Stated task = Nothing but the lines from the one with "Tag one point on every instance of the brown grid-pattern" to the final line should be returned, each exactly as it appears.

Records for the exercise =
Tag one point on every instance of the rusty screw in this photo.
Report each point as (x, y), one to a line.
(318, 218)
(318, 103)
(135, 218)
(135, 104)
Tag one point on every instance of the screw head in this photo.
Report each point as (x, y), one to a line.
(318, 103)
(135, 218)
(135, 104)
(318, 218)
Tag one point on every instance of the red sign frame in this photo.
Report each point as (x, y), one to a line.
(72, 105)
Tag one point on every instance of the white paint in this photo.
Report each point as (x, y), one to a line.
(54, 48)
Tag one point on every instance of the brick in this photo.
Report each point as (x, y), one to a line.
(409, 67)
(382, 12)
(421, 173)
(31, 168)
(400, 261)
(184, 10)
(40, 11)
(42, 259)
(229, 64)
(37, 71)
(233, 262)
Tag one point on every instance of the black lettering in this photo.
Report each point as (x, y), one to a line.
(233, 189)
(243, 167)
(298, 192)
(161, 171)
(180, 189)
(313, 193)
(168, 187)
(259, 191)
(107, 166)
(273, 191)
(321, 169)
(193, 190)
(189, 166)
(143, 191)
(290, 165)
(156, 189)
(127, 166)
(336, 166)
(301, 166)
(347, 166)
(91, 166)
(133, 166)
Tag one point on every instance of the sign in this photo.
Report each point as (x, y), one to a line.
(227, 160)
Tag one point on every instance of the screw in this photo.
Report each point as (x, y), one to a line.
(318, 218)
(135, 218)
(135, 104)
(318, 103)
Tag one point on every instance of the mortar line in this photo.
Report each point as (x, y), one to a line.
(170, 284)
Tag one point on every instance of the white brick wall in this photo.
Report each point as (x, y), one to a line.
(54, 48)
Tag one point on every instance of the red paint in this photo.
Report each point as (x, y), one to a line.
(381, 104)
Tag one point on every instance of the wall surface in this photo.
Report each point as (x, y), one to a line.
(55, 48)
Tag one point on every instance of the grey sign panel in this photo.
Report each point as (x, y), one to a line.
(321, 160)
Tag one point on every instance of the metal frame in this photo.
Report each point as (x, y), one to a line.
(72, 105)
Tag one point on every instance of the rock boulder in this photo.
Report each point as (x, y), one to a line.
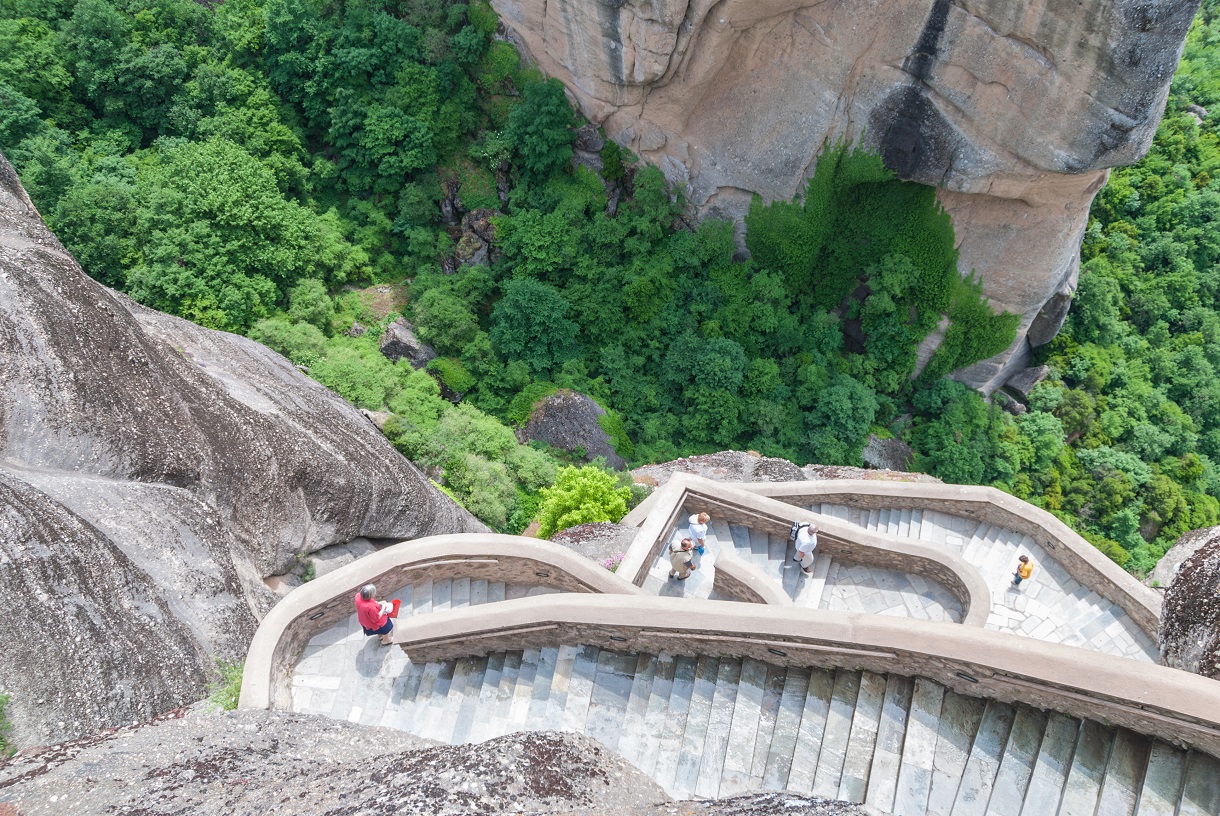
(400, 343)
(151, 473)
(1013, 110)
(569, 421)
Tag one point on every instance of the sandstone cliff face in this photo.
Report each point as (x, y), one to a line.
(151, 473)
(1015, 110)
(1190, 621)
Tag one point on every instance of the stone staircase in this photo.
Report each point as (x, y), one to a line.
(347, 676)
(839, 584)
(711, 727)
(1052, 606)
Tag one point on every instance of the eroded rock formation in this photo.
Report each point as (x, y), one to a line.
(151, 473)
(1014, 110)
(1190, 622)
(569, 421)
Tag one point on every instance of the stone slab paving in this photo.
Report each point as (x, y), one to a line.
(714, 726)
(860, 588)
(1048, 606)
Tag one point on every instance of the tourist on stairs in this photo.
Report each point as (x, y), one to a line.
(681, 560)
(373, 615)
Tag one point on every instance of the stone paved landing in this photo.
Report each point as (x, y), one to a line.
(860, 588)
(1049, 606)
(699, 583)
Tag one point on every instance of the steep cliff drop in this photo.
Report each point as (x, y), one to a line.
(151, 473)
(1190, 622)
(1015, 111)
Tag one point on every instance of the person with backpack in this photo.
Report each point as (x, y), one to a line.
(681, 560)
(698, 531)
(805, 536)
(1024, 570)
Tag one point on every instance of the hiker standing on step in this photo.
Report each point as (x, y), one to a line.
(373, 615)
(807, 542)
(681, 560)
(1024, 570)
(698, 531)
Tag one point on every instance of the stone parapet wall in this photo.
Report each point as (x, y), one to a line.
(322, 603)
(1171, 705)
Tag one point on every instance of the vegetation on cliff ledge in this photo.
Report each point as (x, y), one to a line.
(249, 165)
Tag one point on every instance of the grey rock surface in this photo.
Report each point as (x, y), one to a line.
(200, 761)
(598, 540)
(569, 421)
(1024, 381)
(1190, 621)
(749, 466)
(1013, 111)
(887, 454)
(399, 343)
(153, 473)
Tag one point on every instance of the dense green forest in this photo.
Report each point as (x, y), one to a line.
(254, 165)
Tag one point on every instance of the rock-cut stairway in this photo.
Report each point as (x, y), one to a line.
(717, 726)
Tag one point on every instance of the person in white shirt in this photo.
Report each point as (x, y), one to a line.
(681, 560)
(807, 542)
(698, 531)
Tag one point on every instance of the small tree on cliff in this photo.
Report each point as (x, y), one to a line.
(581, 495)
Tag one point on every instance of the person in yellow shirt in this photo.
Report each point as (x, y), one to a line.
(1024, 570)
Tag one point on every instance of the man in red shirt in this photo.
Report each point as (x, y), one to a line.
(373, 615)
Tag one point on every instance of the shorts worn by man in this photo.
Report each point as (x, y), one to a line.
(807, 542)
(681, 560)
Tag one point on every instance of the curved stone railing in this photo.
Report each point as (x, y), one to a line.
(1080, 559)
(320, 604)
(1169, 704)
(687, 494)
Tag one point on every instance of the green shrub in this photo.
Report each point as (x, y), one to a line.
(309, 303)
(444, 321)
(225, 687)
(301, 343)
(530, 323)
(611, 422)
(523, 403)
(450, 372)
(361, 376)
(477, 188)
(578, 497)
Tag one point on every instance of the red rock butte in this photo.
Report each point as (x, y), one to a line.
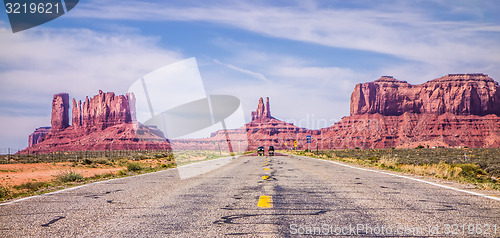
(454, 110)
(103, 122)
(457, 110)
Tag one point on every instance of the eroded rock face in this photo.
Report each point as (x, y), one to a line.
(458, 94)
(38, 135)
(103, 122)
(60, 117)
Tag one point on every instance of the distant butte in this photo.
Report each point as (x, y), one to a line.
(103, 122)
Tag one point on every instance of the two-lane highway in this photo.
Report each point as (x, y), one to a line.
(278, 196)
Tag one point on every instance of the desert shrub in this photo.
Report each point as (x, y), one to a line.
(121, 172)
(168, 165)
(373, 159)
(134, 167)
(69, 177)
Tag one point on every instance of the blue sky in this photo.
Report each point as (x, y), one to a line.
(307, 56)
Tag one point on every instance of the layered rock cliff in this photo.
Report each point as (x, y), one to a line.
(458, 94)
(103, 122)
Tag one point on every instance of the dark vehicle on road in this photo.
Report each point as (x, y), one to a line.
(260, 151)
(271, 150)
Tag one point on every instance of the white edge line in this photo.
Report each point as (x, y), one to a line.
(105, 181)
(410, 178)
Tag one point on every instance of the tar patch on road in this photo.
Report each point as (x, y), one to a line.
(53, 221)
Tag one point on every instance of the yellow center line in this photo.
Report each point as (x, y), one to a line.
(265, 201)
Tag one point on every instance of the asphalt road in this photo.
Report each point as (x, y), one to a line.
(299, 197)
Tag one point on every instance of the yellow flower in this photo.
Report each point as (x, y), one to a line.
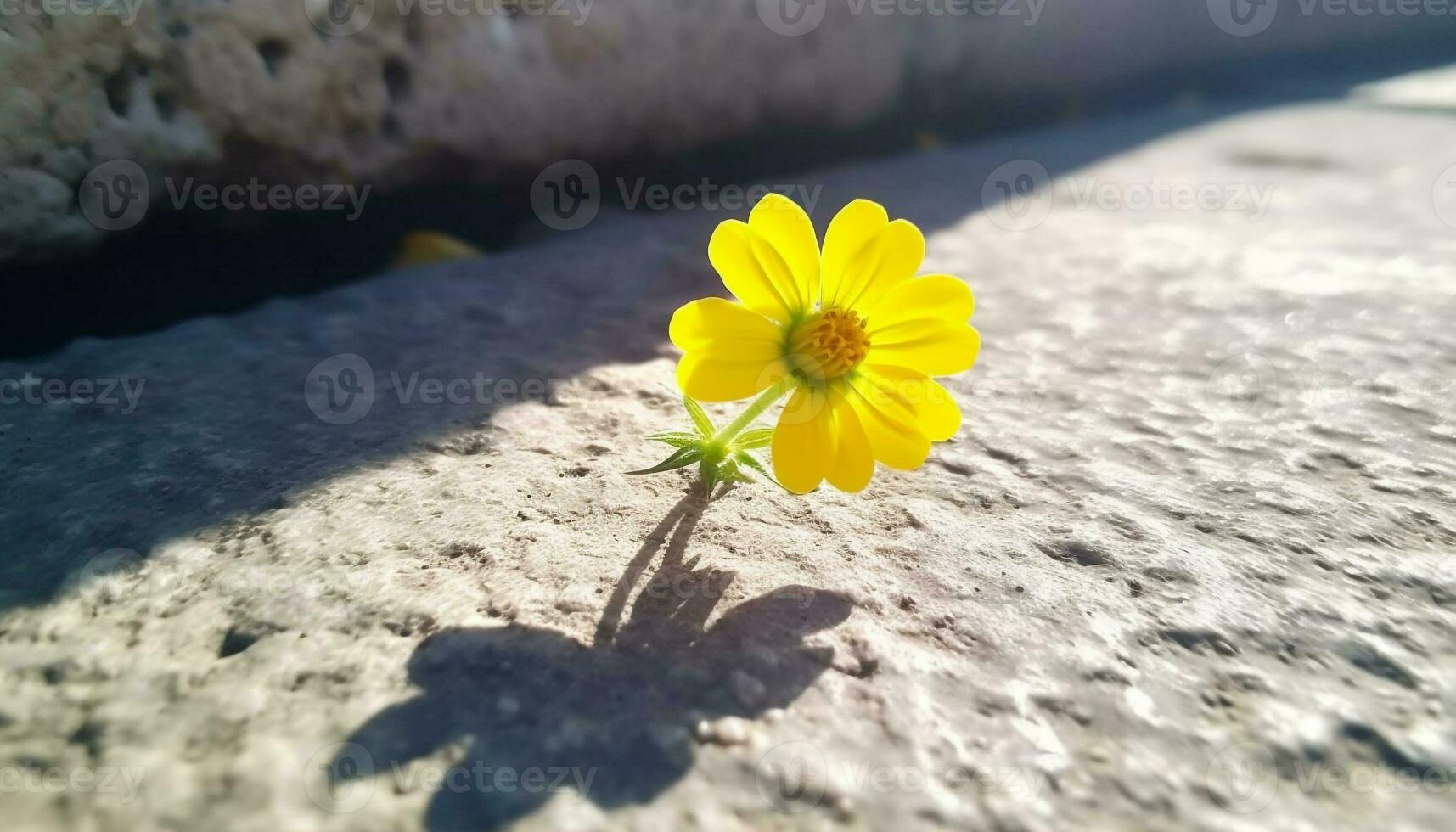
(851, 329)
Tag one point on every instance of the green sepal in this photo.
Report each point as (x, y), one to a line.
(700, 416)
(755, 439)
(682, 458)
(745, 458)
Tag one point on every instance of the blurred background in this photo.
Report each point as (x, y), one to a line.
(342, 126)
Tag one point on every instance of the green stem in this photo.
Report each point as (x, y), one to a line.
(761, 404)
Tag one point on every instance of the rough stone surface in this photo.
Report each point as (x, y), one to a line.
(238, 91)
(1199, 519)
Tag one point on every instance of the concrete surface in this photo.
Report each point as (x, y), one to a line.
(424, 91)
(1187, 565)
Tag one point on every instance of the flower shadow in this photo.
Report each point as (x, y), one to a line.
(537, 711)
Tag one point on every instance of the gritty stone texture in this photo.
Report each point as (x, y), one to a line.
(1199, 519)
(230, 92)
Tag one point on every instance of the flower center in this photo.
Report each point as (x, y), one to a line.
(829, 344)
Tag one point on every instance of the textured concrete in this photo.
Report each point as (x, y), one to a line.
(233, 92)
(1185, 565)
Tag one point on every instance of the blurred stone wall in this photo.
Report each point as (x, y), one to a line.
(385, 92)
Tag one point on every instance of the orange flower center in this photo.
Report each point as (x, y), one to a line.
(829, 344)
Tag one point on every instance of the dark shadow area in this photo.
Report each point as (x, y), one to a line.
(612, 722)
(187, 262)
(223, 430)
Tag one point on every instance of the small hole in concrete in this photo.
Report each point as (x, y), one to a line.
(273, 53)
(396, 79)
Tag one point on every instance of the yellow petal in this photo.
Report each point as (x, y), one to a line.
(851, 248)
(721, 329)
(784, 226)
(902, 251)
(930, 346)
(421, 246)
(890, 426)
(712, 379)
(932, 407)
(853, 459)
(731, 251)
(804, 441)
(930, 296)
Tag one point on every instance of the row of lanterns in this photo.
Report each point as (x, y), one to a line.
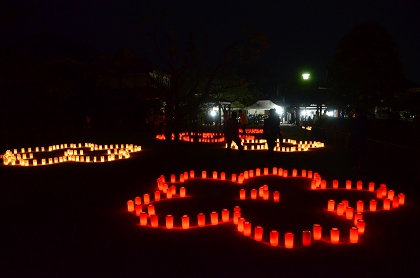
(25, 157)
(150, 217)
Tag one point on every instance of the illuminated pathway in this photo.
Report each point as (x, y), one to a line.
(72, 152)
(155, 210)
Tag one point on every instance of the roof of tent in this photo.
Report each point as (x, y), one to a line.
(263, 105)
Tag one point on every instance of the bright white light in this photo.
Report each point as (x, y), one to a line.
(306, 76)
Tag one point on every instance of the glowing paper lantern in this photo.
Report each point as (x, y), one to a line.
(276, 196)
(185, 222)
(214, 218)
(361, 225)
(182, 192)
(335, 235)
(241, 221)
(247, 228)
(253, 194)
(387, 204)
(274, 238)
(157, 195)
(201, 220)
(401, 198)
(146, 199)
(317, 231)
(242, 194)
(288, 240)
(357, 216)
(331, 205)
(372, 205)
(354, 234)
(258, 231)
(169, 221)
(130, 205)
(360, 206)
(143, 218)
(225, 215)
(306, 238)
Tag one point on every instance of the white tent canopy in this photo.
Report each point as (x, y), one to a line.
(261, 106)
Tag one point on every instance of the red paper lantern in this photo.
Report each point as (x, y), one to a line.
(258, 231)
(335, 235)
(288, 240)
(274, 238)
(306, 238)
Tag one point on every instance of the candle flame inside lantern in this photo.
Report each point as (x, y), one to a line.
(354, 234)
(214, 218)
(201, 220)
(185, 222)
(247, 228)
(274, 238)
(169, 221)
(317, 231)
(288, 240)
(306, 238)
(258, 232)
(335, 235)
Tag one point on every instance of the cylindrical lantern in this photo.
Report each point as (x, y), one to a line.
(236, 215)
(288, 240)
(146, 199)
(340, 209)
(242, 194)
(401, 198)
(395, 202)
(253, 194)
(361, 225)
(387, 204)
(349, 213)
(169, 221)
(151, 209)
(372, 205)
(360, 206)
(348, 184)
(276, 196)
(182, 192)
(201, 220)
(331, 205)
(143, 218)
(214, 218)
(185, 222)
(354, 234)
(266, 194)
(317, 231)
(306, 238)
(357, 216)
(225, 215)
(258, 231)
(335, 235)
(130, 205)
(157, 195)
(241, 221)
(274, 238)
(247, 228)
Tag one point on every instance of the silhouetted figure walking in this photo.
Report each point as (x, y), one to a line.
(272, 132)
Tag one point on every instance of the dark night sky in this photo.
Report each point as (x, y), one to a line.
(302, 34)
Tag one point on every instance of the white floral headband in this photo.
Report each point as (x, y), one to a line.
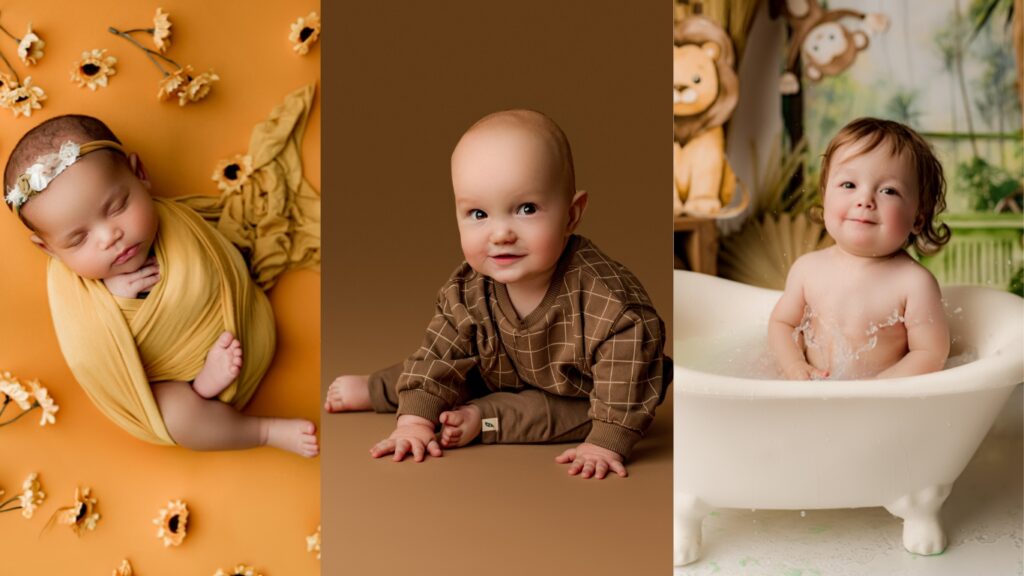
(47, 167)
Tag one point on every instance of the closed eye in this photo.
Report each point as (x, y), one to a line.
(526, 209)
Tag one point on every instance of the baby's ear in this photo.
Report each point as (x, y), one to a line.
(577, 208)
(41, 244)
(138, 169)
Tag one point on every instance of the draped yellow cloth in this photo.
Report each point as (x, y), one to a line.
(274, 217)
(117, 346)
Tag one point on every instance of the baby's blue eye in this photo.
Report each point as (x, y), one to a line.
(526, 209)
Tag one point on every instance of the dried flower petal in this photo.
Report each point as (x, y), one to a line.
(313, 542)
(82, 515)
(14, 391)
(305, 32)
(93, 70)
(198, 88)
(124, 570)
(25, 98)
(231, 174)
(32, 495)
(30, 49)
(46, 403)
(172, 523)
(173, 82)
(162, 30)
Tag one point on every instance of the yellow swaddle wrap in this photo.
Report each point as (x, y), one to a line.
(117, 346)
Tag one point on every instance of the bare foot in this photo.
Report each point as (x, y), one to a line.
(223, 364)
(294, 435)
(460, 426)
(348, 394)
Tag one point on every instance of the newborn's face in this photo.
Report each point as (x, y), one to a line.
(871, 199)
(511, 205)
(97, 217)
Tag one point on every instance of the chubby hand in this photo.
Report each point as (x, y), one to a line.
(413, 435)
(129, 285)
(804, 371)
(592, 460)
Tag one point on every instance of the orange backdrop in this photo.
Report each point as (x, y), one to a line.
(255, 506)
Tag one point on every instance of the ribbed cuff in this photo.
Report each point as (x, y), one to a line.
(421, 404)
(613, 438)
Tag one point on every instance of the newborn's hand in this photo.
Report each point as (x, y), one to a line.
(413, 435)
(592, 460)
(804, 371)
(131, 284)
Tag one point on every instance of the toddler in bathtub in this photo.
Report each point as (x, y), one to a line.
(863, 307)
(538, 336)
(152, 305)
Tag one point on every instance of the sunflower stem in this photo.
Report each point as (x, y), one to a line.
(148, 53)
(16, 418)
(10, 68)
(15, 38)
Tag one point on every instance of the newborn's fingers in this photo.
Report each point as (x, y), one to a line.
(434, 449)
(566, 456)
(619, 468)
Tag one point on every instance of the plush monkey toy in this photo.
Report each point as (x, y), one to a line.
(827, 46)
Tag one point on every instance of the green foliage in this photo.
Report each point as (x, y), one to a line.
(1017, 283)
(987, 184)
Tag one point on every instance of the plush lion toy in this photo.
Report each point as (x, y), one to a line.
(706, 89)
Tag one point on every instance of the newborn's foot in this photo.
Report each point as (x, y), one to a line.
(223, 364)
(348, 394)
(293, 435)
(460, 426)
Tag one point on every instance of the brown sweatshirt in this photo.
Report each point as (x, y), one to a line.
(595, 334)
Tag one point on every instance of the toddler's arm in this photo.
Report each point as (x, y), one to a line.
(786, 316)
(927, 331)
(131, 284)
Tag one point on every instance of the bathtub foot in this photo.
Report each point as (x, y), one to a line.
(689, 512)
(922, 531)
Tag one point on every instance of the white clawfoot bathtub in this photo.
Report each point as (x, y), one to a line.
(900, 443)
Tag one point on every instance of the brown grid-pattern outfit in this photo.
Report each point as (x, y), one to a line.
(595, 336)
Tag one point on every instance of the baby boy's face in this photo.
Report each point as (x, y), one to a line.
(871, 199)
(97, 216)
(512, 204)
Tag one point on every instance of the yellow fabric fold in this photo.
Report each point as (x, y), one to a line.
(274, 217)
(117, 346)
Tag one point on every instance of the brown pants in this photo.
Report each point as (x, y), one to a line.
(527, 416)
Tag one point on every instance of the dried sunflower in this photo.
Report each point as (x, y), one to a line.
(124, 570)
(172, 523)
(305, 31)
(162, 30)
(231, 174)
(45, 403)
(30, 47)
(240, 570)
(25, 98)
(93, 69)
(82, 515)
(32, 495)
(198, 87)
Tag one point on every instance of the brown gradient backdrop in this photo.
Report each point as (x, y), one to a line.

Result of the task =
Tag one point on every instance of the brown grid-pattern outfit in this photo.
Report each point as (x, y), one to a line.
(595, 336)
Tag one point on every instance of the baby boy's face in this photo.
Report each point as (x, y), one to a line.
(871, 199)
(97, 216)
(512, 204)
Tag one point on every instance of the yellow fabric fold in this photo.
Report each point as (x, y), one to a line.
(274, 217)
(117, 346)
Tag one point on every instance of the brown pants in this photo.
Report each point as (x, y), one to a line.
(527, 416)
Tag one point on every instance of the dried sunflower in this photo.
Report each point as (x, y), one to a line.
(124, 570)
(172, 523)
(305, 31)
(162, 30)
(231, 174)
(45, 403)
(30, 47)
(240, 570)
(25, 98)
(93, 69)
(82, 515)
(32, 495)
(198, 87)
Tag one point on every instance of the brown gradient backdrop in this photo.
Report each point as (x, y), one to a line.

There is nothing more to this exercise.